[[ PROVIDED RECORDS open ]]

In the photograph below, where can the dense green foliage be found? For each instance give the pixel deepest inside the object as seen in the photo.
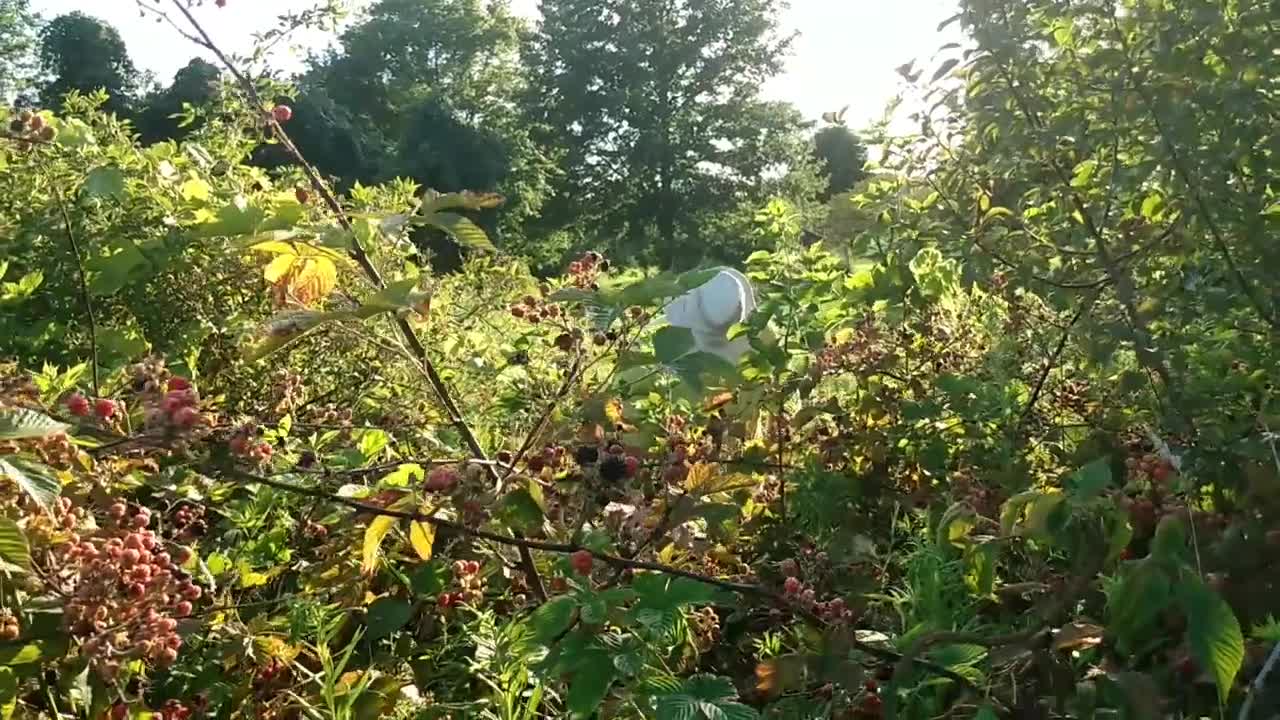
(1002, 445)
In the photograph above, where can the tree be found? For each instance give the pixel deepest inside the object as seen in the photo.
(841, 156)
(657, 108)
(17, 46)
(193, 85)
(433, 89)
(82, 53)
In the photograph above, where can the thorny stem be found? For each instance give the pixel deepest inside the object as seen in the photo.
(83, 287)
(361, 258)
(618, 563)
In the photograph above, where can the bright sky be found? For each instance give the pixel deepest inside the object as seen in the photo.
(844, 55)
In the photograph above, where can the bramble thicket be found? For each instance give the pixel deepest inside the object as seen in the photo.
(352, 396)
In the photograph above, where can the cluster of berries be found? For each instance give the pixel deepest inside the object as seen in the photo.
(245, 443)
(9, 629)
(832, 610)
(188, 522)
(617, 465)
(551, 458)
(584, 272)
(1150, 466)
(470, 582)
(442, 479)
(103, 408)
(127, 596)
(31, 126)
(531, 309)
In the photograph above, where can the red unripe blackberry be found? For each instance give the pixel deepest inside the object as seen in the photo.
(581, 561)
(77, 405)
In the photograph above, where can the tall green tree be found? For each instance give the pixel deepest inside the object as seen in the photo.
(433, 89)
(17, 48)
(78, 51)
(841, 156)
(657, 108)
(193, 85)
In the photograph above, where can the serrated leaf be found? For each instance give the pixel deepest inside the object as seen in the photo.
(429, 579)
(35, 479)
(1214, 633)
(387, 615)
(13, 545)
(1137, 600)
(392, 297)
(1091, 479)
(671, 343)
(462, 231)
(590, 684)
(1075, 636)
(371, 547)
(105, 182)
(8, 693)
(22, 423)
(421, 536)
(520, 510)
(551, 619)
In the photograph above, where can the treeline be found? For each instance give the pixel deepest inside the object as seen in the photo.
(636, 127)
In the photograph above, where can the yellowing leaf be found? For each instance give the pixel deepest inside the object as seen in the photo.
(699, 477)
(421, 536)
(371, 547)
(314, 279)
(278, 268)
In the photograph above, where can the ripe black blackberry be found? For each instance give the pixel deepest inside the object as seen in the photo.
(613, 468)
(586, 455)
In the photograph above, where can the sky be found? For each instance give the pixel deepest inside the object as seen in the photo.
(844, 54)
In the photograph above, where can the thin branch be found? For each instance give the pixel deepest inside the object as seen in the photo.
(616, 561)
(83, 286)
(357, 253)
(1057, 352)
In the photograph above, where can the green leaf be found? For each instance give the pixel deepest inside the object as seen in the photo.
(1137, 600)
(520, 510)
(26, 654)
(671, 343)
(370, 548)
(13, 545)
(659, 287)
(704, 696)
(22, 423)
(1170, 541)
(955, 525)
(944, 68)
(35, 479)
(396, 296)
(8, 693)
(1214, 633)
(986, 712)
(387, 615)
(1083, 173)
(105, 182)
(590, 684)
(657, 591)
(1091, 479)
(552, 618)
(462, 231)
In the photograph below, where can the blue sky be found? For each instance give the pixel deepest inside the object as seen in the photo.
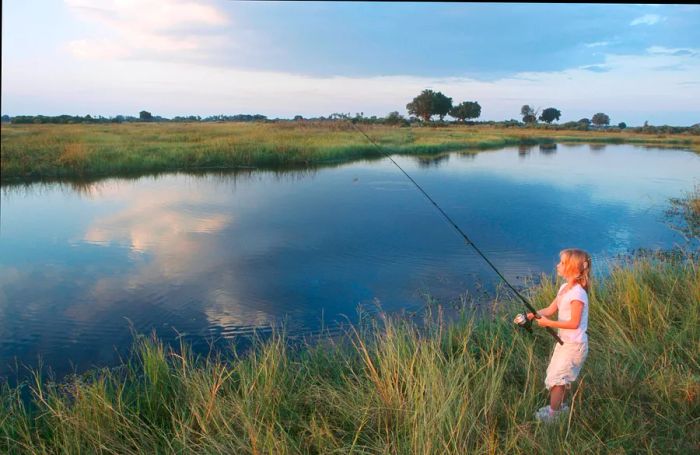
(178, 57)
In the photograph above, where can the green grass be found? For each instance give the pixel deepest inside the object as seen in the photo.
(90, 151)
(469, 385)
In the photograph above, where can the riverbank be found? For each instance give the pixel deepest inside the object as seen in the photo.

[[ PROVIDED RECORDS closed ]]

» **WHAT NEEDS TO BE DONE**: Without the pictures, set down every entry exactly.

» **SOLVED EXERCISE**:
In the photograph below, where can the dense green foliage be found? For each instance give the pixel deepest inside the object as seen in the photo.
(1002, 445)
In the photograph above, where can the tree be found? For each instance give the pixel deepest inside the object as seen in the photo.
(841, 156)
(657, 108)
(17, 46)
(193, 85)
(433, 89)
(82, 53)
In the photograph above, where can the thorny stem be found? For each instance give the pixel deepest inside the object as seen in the photo.
(83, 287)
(361, 258)
(618, 563)
In the photograph above, where can the bright sky be found? For each instance give the pixel deepest inside the object as seen in the photo.
(844, 55)
In the photograph above, where can the bramble thicket be found? For each instance give the pixel deepest inside the object as seen in the photo.
(352, 396)
In the photograph above, where can the cluster of berries be found? For each instance give the pixel deepest inside the object as seen in the photo.
(245, 443)
(9, 629)
(832, 610)
(188, 522)
(617, 465)
(551, 458)
(584, 272)
(1150, 466)
(470, 582)
(442, 479)
(103, 408)
(127, 596)
(31, 126)
(531, 309)
In the photograph above, where can the red unripe blackberry be found? For each instance give the pixel deepest inside the object as seen in the photo.
(581, 561)
(77, 405)
In the photograph above, where can the tall green tree be found? For each instance give the pixel deepest inside the object as seen in the photo.
(433, 89)
(17, 48)
(78, 51)
(841, 156)
(657, 108)
(193, 85)
In the photograph above, where can the serrated leaf be found? For each instance give the pixel deepest inside the object as seen in the photo.
(429, 579)
(35, 479)
(1214, 633)
(387, 615)
(13, 545)
(1137, 600)
(392, 297)
(1091, 479)
(671, 343)
(462, 231)
(590, 684)
(1075, 636)
(371, 547)
(105, 182)
(8, 693)
(22, 423)
(421, 536)
(520, 510)
(551, 619)
In the photograph above, where can the treeline be found? For each instance give the pixel deepest inside the object as seen in the photo.
(636, 127)
In the photograph above, where can the yellowing leaf be found? For each instance give the pixel deepest inside the object as seen in the photo.
(699, 477)
(421, 536)
(371, 547)
(314, 279)
(278, 268)
In the photograph above, where can the ripe black blackberry be found? For each instance give the pixel deepest inside the object as seen in the photo.
(613, 468)
(586, 455)
In the photograph above, where can the sky be found? For each instance give the pixel deepest inside the object as seen in the photo.
(844, 54)
In the photograph above, where can the thin branch be found? For each instance give the pixel deepest inside the object as seen in the photo.
(616, 561)
(83, 286)
(357, 253)
(1057, 352)
In the photograph above, where can the green leaf be found? For each instance give the pixel deepest inside the object as seen in the photo.
(1137, 600)
(520, 510)
(26, 654)
(671, 343)
(370, 548)
(13, 545)
(659, 287)
(704, 696)
(22, 423)
(1170, 541)
(955, 525)
(944, 68)
(35, 479)
(396, 296)
(8, 693)
(1214, 633)
(986, 712)
(387, 615)
(1083, 173)
(105, 182)
(590, 684)
(657, 591)
(1091, 479)
(552, 618)
(462, 231)
In the photograph below, where can the blue sky be found? For each instance give the pixel deepest inside the object as seen in the photo.
(178, 57)
In the photograph above, where can the green grass be found? For each instance give the pixel deepest inside the object as seen in the photo.
(90, 151)
(469, 385)
In the photograph above, where can the riverbank be found? For each instance give the pixel deepest inside the object as seen in the photo.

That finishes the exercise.